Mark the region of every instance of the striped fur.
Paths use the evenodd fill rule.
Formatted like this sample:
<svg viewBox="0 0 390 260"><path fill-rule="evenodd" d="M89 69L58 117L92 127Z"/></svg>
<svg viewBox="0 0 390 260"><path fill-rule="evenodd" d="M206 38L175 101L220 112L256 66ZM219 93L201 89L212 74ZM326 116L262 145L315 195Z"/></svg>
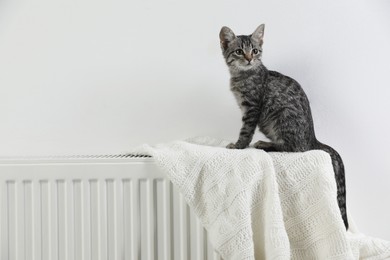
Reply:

Exercise goal:
Reproduce the records above with "striped fur" swapped for "spotted coat" and every other part unchanged, leaving out the pictures.

Right answer:
Mark the region of every instance of the spotted coat.
Paths use the evenodd fill rule.
Formatted like this sample:
<svg viewBox="0 0 390 260"><path fill-rule="evenodd" d="M89 69L58 117L92 127Z"/></svg>
<svg viewBox="0 0 390 260"><path fill-rule="evenodd" d="M206 38L175 101L220 112L256 66ZM219 93L201 89L212 74ZM326 116L262 145L315 195Z"/></svg>
Reply:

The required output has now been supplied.